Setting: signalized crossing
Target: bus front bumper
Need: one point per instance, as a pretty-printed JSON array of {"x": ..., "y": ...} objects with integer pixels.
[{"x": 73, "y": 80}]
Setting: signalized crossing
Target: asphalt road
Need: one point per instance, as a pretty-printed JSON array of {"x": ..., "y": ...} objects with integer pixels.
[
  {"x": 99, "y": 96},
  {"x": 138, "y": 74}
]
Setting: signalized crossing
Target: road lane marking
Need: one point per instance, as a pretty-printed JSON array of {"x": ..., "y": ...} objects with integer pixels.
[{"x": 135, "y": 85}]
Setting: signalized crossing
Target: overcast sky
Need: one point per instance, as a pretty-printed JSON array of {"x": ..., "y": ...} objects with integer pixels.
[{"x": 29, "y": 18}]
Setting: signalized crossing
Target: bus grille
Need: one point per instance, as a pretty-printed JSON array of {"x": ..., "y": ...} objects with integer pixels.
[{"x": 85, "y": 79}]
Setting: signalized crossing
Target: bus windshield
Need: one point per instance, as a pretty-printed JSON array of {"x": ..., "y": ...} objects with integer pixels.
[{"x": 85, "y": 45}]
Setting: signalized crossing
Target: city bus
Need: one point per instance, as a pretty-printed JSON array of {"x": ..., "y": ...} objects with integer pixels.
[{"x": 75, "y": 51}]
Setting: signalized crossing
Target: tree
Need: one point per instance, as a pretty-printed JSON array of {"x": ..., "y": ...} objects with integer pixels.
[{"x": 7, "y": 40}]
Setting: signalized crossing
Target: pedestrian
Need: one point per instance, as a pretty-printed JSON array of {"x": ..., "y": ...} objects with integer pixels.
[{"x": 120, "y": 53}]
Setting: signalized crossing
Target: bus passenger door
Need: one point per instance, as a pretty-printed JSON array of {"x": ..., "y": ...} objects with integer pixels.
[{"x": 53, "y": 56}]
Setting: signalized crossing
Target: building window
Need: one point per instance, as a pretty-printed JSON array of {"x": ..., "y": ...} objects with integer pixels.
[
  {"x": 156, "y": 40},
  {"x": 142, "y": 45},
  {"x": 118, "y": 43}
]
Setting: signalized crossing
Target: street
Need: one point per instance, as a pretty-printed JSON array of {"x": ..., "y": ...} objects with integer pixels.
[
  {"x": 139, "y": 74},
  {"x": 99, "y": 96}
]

-*-*-

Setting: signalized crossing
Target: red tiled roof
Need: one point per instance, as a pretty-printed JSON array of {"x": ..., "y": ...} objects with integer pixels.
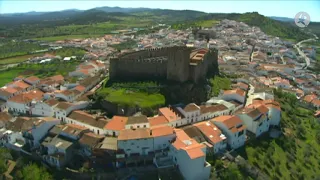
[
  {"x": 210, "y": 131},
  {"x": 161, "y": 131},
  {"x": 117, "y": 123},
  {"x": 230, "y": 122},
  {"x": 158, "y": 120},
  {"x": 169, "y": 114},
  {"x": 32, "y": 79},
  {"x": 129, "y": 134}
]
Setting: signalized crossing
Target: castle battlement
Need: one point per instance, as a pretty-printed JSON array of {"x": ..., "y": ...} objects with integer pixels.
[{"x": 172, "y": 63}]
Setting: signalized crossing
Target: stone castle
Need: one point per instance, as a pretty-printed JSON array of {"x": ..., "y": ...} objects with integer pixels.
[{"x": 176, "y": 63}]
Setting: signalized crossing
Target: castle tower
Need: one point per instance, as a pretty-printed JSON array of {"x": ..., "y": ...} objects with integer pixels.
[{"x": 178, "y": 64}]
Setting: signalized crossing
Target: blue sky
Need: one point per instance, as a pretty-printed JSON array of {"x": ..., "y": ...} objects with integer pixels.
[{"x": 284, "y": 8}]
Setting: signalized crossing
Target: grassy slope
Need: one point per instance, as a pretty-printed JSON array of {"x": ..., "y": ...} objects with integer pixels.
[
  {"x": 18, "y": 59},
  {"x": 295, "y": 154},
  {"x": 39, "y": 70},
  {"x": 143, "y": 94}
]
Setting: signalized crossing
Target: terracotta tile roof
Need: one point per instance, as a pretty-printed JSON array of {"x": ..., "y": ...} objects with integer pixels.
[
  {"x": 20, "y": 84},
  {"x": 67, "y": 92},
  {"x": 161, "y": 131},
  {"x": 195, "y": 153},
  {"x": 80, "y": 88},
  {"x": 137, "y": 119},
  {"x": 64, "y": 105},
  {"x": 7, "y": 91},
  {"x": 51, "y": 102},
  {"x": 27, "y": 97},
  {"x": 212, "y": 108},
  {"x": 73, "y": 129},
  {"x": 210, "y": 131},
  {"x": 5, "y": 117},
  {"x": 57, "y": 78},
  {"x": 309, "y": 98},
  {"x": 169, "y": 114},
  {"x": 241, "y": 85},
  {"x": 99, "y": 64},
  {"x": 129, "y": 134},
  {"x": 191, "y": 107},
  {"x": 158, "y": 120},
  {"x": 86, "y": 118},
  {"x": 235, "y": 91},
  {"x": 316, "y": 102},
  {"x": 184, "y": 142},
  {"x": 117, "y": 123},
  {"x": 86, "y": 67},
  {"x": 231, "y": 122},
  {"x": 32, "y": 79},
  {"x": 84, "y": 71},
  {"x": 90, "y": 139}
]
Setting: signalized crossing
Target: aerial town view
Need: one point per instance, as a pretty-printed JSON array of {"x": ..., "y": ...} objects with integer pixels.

-*-*-

Exercise brief:
State how many lines of the material above contain the string "castle". Reply with the number only.

Result of the exercise:
3